• Tâches à réaliser:
• A. D'après le texte sur les socialistes et l'Europe, à quelle occasion la division entre socialistes s'est-elle particulièrement exprimée en 2005 ?
• B. Reprenez le texte sur les socialistes et l'Europe et poursuivez-le à partir de sa dernière phrase.

• Section de texte:
D’où viennent les réticences à l’égard de l’Europe qui s’expriment chez les socialistes ?
Etant attachés à la justice sociale et au volontarisme politique, les socialistes ont pu se trouver en porte-à-faux face à la construction européenne, telle qu’elle a évolué ces dernières années. Il leur revenait d’être les défenseurs des victimes de la construction européenne plus que de ses bénéficiaires, alors que le sérieux budgétaire s’imposait partout. De là est née une division entre socialistes, qui s’est particulièrement exprimée en 2005 à l’occasion du référendum sur le traité sur la Constitution européenne. Ce vote a laissé des traces – il s’agit moins d’un clivage que d’une certaine timidité. Les socialistes ont besoin de retrouver une vision qui articule l’efficacité économique indispensable et la justice sociale, qui est la raison d’être de la gauche.
Que signifie « réorienter l’Europe », lorsque les partenaires européens ne veulent pas nécessairement de l’Europe prônée par les socialistes français ?
Je n’ai jamais pensé que l’Europe pouvait être « à la française », « à l’allemande » ou « à l’italienne ». Elle ne peut pas être totalement de gauche ou intégralement de droite. L’Europe est forcément le fruit d’un compromis, entre des entités nationales, entre des familles politiques. La Commission européenne en est la meilleure illustration, puisque ce sont les gouvernements nationaux qui proposent les commissaires et le Parlement européen qui valide la Commission. L’esprit de coalition y est inscrite de facto, il n’y a jamais eu de système majoritaire et monocolore. La grande coalition, implicite ou explicite, notamment entre les grands partis que sont le PSE (Parti socialiste européen) et le PPE (parti populaire européen) est la règle.
Ce qui compte pour moi, comme social-démocrate, c’est la qualité du compromis. D’y apporter des éléments intellectuels et politiques qui orientent la construction européenne vers le progressisme. Pas question de mettre mes convictions dans ma poche : je serai un commissaire réformiste et progressiste. Mais il faut savoir passer des compromis, qui ne sont pas des compromissions.
Cette culture du compromis, qui prévaut dans l’Union, peut-elle s’accorder avec la culture de l’affrontement, qui règne à gauche, mais plus généralement en France ?

• Extrait du corpus:
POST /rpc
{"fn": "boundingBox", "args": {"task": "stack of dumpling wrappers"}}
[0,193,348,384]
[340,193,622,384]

• Réponses par tâche:
• A. À l'occasion du référendum sur le traité sur la Constitution européenne.

• B.
Je dis souvent à mes amis socialistes qu’il y a un enjeu décisif pour le PS : il ne faut pas se tenir à la lisière de l’Europe, mais aller vers son centre. A quoi cela sert-il d’être sur une aile ou d’avoir des idées tellement pures et tellement belles que personne ne les applique ? C’est l’essence même du réformisme : mieux vaut transformer le réel que de s’en tenir à des idéaux désincarnés !
Je suis convaincu qu’on a tort, en France, de cultiver systématiquement l’affrontement. J’ai passé vingt ans de ma vie à l’interface entre la France et l’Europe : deux fois député européen, ministre des Affaires européenne, membre de la Convention européenne, président du Mouvement européen, ministre de l’Economie et des finances au moment de la crise de la zone euro… J’ai toujours été à la fois très Français et très européen.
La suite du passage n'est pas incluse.